» **Source data**
-=-=-=-=-

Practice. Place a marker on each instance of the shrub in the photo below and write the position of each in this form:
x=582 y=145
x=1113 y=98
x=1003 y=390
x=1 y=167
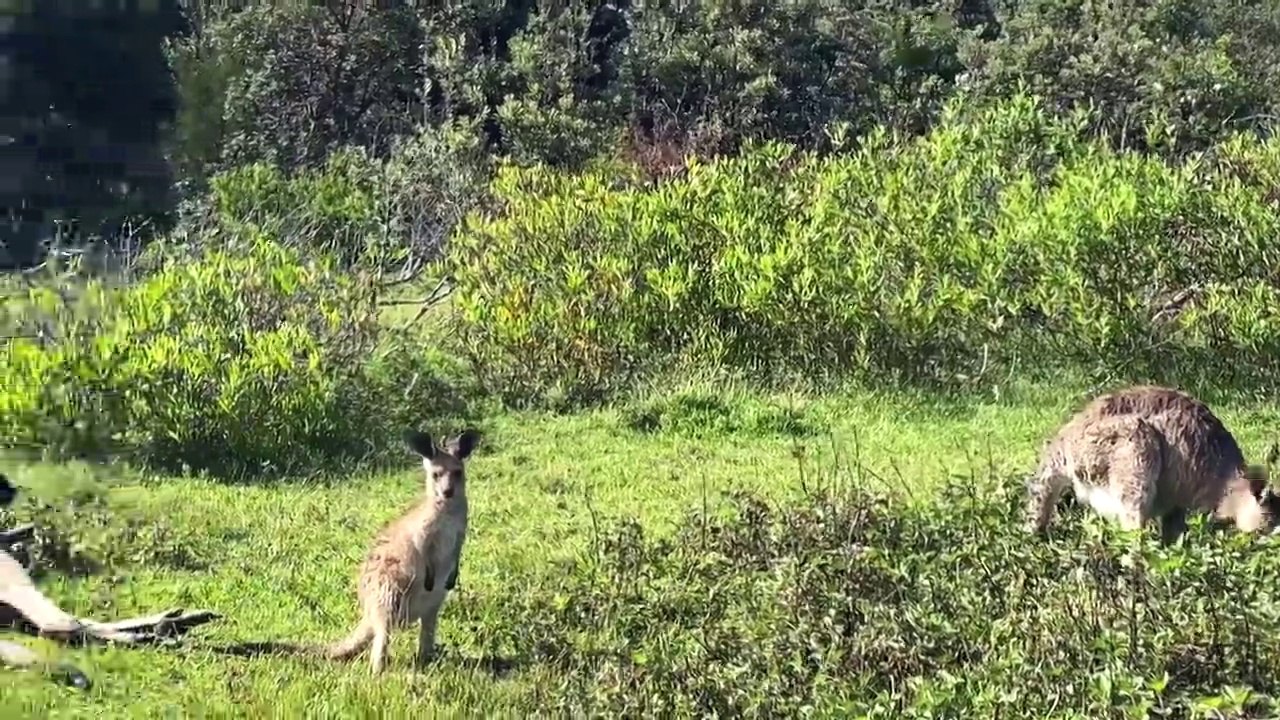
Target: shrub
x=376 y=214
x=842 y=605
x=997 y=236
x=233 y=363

-=-=-=-=-

» **Assignment**
Give the listing again word for word, without its images.

» **Answer to this problem**
Practice. Place a marker on each instance of the shrub in the photo below and write the position of each in this form:
x=582 y=145
x=1113 y=98
x=1003 y=390
x=1 y=167
Target: shrub
x=376 y=214
x=842 y=605
x=997 y=236
x=233 y=363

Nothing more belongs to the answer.